Tasks to carry out -
- a) In the text about the book Mind Siege, which company is listed as the publisher?
- b) Continue the text about the book Mind Siege from the point where it stops.
** Opening Selected extract block **
Mind Siege
- Author: David Noebel, Tim LaHaye
- Language: English
- Genre: Religion
- Publisher: World Publishing
- Publication date: January 9, 2001
- Publication place: United States
- Pages: 354
- ISBN: 978-0-8499-1672-4

= Mind Siege =

2001 book by Timothy LaHaye and David Noebel

Mind Siege: The Battle for Truth in the New Millennium is a Christian prophesy-fiction book written by Timothy LaHaye and David Noebel. Published in 2001, this book offers many insights into the authors' interpretations of secular humanism.

==Overview==

The book proposes a conspiracy theory asserting that various groups are plotting to transform America into an amoral, humanist nation, suitable for merging into a one-world socialist state.
** Closing Selected extract block **
** Opening Source material block **
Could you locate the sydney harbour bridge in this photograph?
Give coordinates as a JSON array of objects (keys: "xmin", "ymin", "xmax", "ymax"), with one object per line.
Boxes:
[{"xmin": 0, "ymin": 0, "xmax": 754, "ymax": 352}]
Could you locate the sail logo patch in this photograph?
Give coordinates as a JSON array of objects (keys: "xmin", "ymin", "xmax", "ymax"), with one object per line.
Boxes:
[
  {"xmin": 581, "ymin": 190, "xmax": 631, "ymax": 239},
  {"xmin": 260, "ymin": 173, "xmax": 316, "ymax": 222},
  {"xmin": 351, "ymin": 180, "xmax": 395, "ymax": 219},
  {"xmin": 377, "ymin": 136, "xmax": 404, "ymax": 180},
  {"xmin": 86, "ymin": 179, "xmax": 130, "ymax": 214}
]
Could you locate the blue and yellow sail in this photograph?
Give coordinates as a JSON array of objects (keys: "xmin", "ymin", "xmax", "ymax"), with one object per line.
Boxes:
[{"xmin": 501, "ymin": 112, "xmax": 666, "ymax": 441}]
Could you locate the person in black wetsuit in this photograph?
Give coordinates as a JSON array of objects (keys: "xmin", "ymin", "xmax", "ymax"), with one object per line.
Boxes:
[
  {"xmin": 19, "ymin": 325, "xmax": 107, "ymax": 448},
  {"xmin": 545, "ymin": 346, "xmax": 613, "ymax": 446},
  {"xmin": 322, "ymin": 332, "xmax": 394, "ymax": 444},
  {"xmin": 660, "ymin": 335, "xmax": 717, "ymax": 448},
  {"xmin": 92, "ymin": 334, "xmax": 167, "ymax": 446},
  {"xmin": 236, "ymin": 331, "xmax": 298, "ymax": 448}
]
** Closing Source material block **
Answers in order -
- a) World Publishing

- b)
The groups allegedly involved in the conspiracy include: The American Civil Liberties Union, The National Association for the Advancement of Colored People, The National Organization for Women, The National Endowment for the Arts, The National Association of Biology Teachers, Planned Parenthood, The "major TV networks, high-profile newspapers, and newsmagazines," The United States Department of State, The major philanthropic foundations (The Rockefeller Foundation, The Carnegie Foundation and The Ford Foundation), The World Council of Churches, The National Council of Churches, The United Nations, UNESCO, The "left wing of the Democratic Party," The Democratic Socialists of America, Harvard, Yale, and "2,000 other colleges and universities".